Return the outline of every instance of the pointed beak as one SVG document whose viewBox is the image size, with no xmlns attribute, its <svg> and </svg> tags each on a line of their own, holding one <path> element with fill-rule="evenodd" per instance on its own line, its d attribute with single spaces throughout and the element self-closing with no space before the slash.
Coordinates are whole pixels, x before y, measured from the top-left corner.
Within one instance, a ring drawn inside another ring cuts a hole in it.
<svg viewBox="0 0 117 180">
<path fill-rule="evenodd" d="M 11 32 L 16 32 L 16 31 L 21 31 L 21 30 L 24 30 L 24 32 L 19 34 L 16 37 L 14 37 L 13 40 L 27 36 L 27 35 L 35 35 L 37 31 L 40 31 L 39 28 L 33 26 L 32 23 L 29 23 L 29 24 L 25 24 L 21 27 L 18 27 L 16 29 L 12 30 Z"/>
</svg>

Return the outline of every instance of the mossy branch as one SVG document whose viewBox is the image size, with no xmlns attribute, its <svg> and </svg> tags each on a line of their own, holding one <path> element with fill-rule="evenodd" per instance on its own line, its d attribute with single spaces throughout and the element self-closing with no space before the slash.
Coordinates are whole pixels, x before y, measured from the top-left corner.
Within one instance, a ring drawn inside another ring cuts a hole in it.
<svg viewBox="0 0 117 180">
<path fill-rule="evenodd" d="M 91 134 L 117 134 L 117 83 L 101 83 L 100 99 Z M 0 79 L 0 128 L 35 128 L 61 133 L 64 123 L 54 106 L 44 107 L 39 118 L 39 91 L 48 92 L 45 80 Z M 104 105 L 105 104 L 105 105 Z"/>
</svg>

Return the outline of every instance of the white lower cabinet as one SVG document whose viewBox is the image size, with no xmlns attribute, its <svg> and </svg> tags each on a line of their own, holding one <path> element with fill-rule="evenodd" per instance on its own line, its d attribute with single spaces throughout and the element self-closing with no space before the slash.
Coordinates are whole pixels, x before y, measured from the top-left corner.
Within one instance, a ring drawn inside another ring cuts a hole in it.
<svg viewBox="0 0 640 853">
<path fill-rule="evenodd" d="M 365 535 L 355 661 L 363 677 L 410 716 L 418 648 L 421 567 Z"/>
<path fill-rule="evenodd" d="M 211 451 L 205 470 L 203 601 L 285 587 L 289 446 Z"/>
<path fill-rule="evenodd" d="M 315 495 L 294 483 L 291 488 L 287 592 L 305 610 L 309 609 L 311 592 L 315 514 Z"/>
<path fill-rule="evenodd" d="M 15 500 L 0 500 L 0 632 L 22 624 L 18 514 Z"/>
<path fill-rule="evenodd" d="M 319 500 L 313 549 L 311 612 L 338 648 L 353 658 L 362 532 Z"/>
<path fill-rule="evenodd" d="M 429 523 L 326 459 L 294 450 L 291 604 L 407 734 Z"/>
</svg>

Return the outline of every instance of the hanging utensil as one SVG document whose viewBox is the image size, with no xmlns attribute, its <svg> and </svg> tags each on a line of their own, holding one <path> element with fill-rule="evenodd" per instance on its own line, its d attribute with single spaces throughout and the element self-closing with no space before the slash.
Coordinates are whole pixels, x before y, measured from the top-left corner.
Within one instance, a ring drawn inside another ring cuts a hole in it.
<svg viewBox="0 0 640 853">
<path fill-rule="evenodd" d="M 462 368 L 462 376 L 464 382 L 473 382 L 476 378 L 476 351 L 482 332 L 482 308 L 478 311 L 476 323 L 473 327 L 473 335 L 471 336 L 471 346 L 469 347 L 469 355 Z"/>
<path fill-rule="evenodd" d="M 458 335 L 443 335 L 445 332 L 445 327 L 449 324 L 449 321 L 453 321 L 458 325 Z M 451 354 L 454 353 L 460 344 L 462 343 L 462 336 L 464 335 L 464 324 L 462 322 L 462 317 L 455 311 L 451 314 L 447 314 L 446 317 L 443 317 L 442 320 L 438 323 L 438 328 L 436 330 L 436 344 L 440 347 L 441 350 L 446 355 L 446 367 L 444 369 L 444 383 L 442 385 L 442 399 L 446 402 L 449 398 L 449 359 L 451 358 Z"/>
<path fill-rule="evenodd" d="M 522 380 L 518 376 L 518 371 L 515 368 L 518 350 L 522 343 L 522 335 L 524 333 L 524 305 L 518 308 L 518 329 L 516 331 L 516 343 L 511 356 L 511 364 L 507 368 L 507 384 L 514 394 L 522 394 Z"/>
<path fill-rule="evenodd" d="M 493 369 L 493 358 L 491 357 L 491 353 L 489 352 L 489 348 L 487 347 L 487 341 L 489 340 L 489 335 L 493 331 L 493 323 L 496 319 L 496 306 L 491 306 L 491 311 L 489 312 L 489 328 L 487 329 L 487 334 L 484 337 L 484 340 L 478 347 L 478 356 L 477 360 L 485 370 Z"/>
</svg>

::::::

Going line by line, set down the data above exactly as given.

Return the outline of every instance of the pointed beak as one SVG document whose viewBox is the image size, with no xmlns attribute, its <svg> and </svg> tags each on a line of their own, holding one <path> element with fill-rule="evenodd" per instance on its own line, its d attribute with single spaces throughout and the element self-closing with no space before the slash.
Coordinates are whole pixels, x before y, measured from the top-left corner.
Within one instance, a ring drawn inside another ring cuts a hole in it.
<svg viewBox="0 0 117 180">
<path fill-rule="evenodd" d="M 11 32 L 16 32 L 16 31 L 21 31 L 21 30 L 24 30 L 24 32 L 19 34 L 16 37 L 14 37 L 13 40 L 27 36 L 27 35 L 35 35 L 37 31 L 40 31 L 39 28 L 33 26 L 32 23 L 29 23 L 29 24 L 25 24 L 21 27 L 18 27 L 16 29 L 12 30 Z"/>
</svg>

Return the outline of every instance of the mossy branch as one SVG document whose viewBox is the image size, with no xmlns attribute, its <svg> and </svg> tags each on a line of their own, holding one <path> element with fill-rule="evenodd" per instance on its own line, its d attribute with single spaces throughout and the element self-closing with no space before the slash.
Coordinates are whole pixels, x before y, measured from the top-left corner.
Within one instance, a ring drawn inside another ring cuts a hole in it.
<svg viewBox="0 0 117 180">
<path fill-rule="evenodd" d="M 91 134 L 117 134 L 117 83 L 101 83 L 100 99 Z M 0 79 L 0 128 L 35 128 L 61 133 L 64 123 L 54 106 L 44 107 L 39 118 L 39 91 L 48 92 L 45 80 Z M 104 105 L 105 104 L 105 105 Z"/>
</svg>

Return the outline of every instance of the white lower cabinet as one SVG document whose viewBox is the image size, with no xmlns attribute, its <svg> and </svg> tags each on a line of their own, holding one <path> element with fill-rule="evenodd" per instance on its own line, its d attribute with single spaces throughout and the element self-closing with no space before the slash.
Coordinates are whole pixels, x before y, measured from the top-left corner.
Within one instance, a ring drawn inside another ring cuts a hole in it.
<svg viewBox="0 0 640 853">
<path fill-rule="evenodd" d="M 365 535 L 355 661 L 363 677 L 410 716 L 418 648 L 421 567 Z"/>
<path fill-rule="evenodd" d="M 211 451 L 205 470 L 203 601 L 285 587 L 289 446 Z"/>
<path fill-rule="evenodd" d="M 315 495 L 294 483 L 291 488 L 287 592 L 305 610 L 309 609 L 311 592 L 315 514 Z"/>
<path fill-rule="evenodd" d="M 15 500 L 0 500 L 0 632 L 22 624 L 18 514 Z"/>
<path fill-rule="evenodd" d="M 319 500 L 313 549 L 311 612 L 338 648 L 353 658 L 362 532 Z"/>
<path fill-rule="evenodd" d="M 429 523 L 326 459 L 294 450 L 291 604 L 407 734 Z"/>
</svg>

Return the outline of every instance of the hanging utensil as one SVG document whose viewBox is the image size, with no xmlns attribute, its <svg> and </svg> tags each on a line of their own, holding one <path> element with fill-rule="evenodd" per instance on its own line, its d attribute with single spaces throughout and the element self-closing with no space before the slash.
Coordinates are whole pixels, x before y, measured from the top-left corner.
Within one instance, a ring drawn inside another ring cuts a hole in it.
<svg viewBox="0 0 640 853">
<path fill-rule="evenodd" d="M 462 368 L 462 376 L 464 382 L 473 382 L 476 378 L 476 351 L 482 332 L 482 308 L 478 311 L 476 323 L 473 327 L 473 335 L 471 336 L 471 346 L 469 347 L 469 355 Z"/>
<path fill-rule="evenodd" d="M 458 335 L 443 335 L 445 332 L 445 327 L 449 324 L 449 321 L 453 321 L 458 325 Z M 451 354 L 454 353 L 460 344 L 462 343 L 462 336 L 464 335 L 464 324 L 462 322 L 462 317 L 455 311 L 451 314 L 447 314 L 446 317 L 443 317 L 442 320 L 438 323 L 438 328 L 436 330 L 436 344 L 440 347 L 441 350 L 446 355 L 446 367 L 444 369 L 444 383 L 442 385 L 442 399 L 446 402 L 449 398 L 449 359 L 451 358 Z"/>
<path fill-rule="evenodd" d="M 522 380 L 518 376 L 518 371 L 515 368 L 518 350 L 522 343 L 522 335 L 524 333 L 524 305 L 518 308 L 518 329 L 516 331 L 516 343 L 511 356 L 511 364 L 507 368 L 507 384 L 514 394 L 522 394 Z"/>
<path fill-rule="evenodd" d="M 493 369 L 493 358 L 491 357 L 491 353 L 489 352 L 489 348 L 487 347 L 487 341 L 489 340 L 489 335 L 493 331 L 493 323 L 496 319 L 496 306 L 491 306 L 491 311 L 489 312 L 489 328 L 487 329 L 487 334 L 484 337 L 484 340 L 478 347 L 478 356 L 477 360 L 485 370 Z"/>
</svg>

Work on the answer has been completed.